## Text passage

A fuel cell is an electrochemical cell comprising two electrodes separated by an electrolyte. A fuel, e.g. hydrogen or methanol, is supplied to the anode and an oxidant, e.g. oxygen or air, is supplied to the cathode. Electrochemical reactions occur at the electrodes, and the chemical energy of the fuel and the oxidant is converted to electrical energy and heat. Fuel cells are a clean and efficient power source, and may replace traditional power sources such as the internal combustion engine in both stationary and automotive power applications. In a proton exchange membrane (PEM) fuel cell, the electrolyte is a solid polymeric membrane which is electronically insulating but ionically-conducting.
The principle component of a polymer electrolyte fuel cell is known as a membrane electrode assembly (MEA) and is essentially composed of five layers. The central layer is the polymer membrane. On either side of the membrane there is an electrocatalyst layer, typically comprising a platinum-based electrocatalyst. An electrocatalyst is a catalyst that promotes the rate of an electrochemical reaction. Finally, adjacent to each electrocatalyst layer there is a gas diffusion substrate. The gas diffusion substrate must allow the reactants to reach the electrocatalyst layer and must conduct the electric current that is generated by the electrochemical reactions. Therefore the substrate must be porous and electrically conducting.
The MEAs can be constructed by several methods. The electrocatalyst layer may be applied to the gas diffusion substrate to form a gas diffusion electrode. Two gas diffusion electrodes can be placed either side of a membrane and laminated together to form the five-layer MEA. Alternatively, the electrocatalyst layer may be applied to both faces of the membrane to form a catalyst coated membrane. Subsequently, gas diffusion substrates are applied to both faces of the catalyst coated membrane. Finally, an MEA can be formed from a membrane coated on one side with an electrocatalyst layer, a gas diffusion substrate adjacent to that electrocatalyst layer, and a gas diffusion electrode on the other side of the membrane.

## Listed records
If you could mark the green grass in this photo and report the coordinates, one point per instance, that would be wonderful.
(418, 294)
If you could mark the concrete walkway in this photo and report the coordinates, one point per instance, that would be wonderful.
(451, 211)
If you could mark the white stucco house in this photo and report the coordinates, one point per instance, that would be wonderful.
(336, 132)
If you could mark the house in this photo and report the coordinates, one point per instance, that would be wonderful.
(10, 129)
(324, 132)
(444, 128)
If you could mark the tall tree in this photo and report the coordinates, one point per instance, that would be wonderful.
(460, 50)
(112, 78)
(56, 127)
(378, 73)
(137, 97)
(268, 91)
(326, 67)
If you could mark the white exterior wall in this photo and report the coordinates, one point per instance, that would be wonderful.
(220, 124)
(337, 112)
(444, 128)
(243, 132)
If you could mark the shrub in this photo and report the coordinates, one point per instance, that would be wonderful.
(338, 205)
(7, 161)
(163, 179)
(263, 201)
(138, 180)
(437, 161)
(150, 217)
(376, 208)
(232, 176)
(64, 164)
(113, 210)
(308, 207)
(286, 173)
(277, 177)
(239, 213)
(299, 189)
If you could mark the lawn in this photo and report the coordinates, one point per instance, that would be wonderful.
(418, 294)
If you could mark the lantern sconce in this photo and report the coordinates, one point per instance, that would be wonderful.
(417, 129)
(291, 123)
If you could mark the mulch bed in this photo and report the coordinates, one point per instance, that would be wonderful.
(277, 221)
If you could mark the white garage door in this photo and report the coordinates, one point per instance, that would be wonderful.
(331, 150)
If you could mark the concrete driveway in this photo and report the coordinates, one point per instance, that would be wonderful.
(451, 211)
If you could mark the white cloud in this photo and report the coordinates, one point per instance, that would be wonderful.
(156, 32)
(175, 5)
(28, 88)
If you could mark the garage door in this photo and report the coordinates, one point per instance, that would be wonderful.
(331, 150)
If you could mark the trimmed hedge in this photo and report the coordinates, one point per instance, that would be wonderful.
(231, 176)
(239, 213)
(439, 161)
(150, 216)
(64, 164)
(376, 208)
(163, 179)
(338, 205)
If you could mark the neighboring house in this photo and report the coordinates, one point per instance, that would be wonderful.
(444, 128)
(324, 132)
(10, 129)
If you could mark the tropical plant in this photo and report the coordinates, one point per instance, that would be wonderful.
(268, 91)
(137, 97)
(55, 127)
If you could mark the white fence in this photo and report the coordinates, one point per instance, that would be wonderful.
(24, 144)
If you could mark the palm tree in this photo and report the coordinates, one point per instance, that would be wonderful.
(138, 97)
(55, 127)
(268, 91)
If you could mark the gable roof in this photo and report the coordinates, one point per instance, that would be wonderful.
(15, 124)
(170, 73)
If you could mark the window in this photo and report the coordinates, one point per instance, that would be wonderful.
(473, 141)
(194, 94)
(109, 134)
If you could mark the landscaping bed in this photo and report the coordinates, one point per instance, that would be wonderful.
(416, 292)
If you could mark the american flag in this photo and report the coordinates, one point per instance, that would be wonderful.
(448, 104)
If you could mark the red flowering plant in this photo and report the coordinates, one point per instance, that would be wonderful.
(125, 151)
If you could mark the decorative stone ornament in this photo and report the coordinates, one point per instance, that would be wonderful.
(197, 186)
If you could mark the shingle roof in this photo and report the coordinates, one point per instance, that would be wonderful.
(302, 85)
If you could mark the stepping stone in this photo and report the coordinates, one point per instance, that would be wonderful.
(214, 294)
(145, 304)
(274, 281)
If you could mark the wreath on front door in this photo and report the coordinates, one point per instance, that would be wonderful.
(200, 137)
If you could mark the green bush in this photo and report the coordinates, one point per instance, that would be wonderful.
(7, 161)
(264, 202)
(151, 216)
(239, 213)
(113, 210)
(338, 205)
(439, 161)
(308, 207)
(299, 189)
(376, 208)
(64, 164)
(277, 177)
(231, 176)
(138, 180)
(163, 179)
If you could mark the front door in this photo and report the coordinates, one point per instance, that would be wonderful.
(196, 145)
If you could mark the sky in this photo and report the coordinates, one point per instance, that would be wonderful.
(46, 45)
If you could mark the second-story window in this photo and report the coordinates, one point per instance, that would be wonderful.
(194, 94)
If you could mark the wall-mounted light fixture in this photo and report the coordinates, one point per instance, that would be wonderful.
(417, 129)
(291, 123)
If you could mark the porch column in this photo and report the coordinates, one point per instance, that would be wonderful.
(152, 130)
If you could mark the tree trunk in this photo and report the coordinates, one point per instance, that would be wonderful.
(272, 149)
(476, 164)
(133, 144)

## Activities
**a.** Write out the passage of the fuel cell text word for word, everything from "The principle component" down to "and electrically conducting.".
**b.** According to the fuel cell text, what two properties must the gas diffusion substrate have?

## Exercise results
**a.**
The principle component of a polymer electrolyte fuel cell is known as a membrane electrode assembly (MEA) and is essentially composed of five layers. The central layer is the polymer membrane. On either side of the membrane there is an electrocatalyst layer, typically comprising a platinum-based electrocatalyst. An electrocatalyst is a catalyst that promotes the rate of an electrochemical reaction. Finally, adjacent to each electrocatalyst layer there is a gas diffusion substrate. The gas diffusion substrate must allow the reactants to reach the electrocatalyst layer and must conduct the electric current that is generated by the electrochemical reactions. Therefore the substrate must be porous and electrically conducting.

**b.** It must be porous and electrically conducting.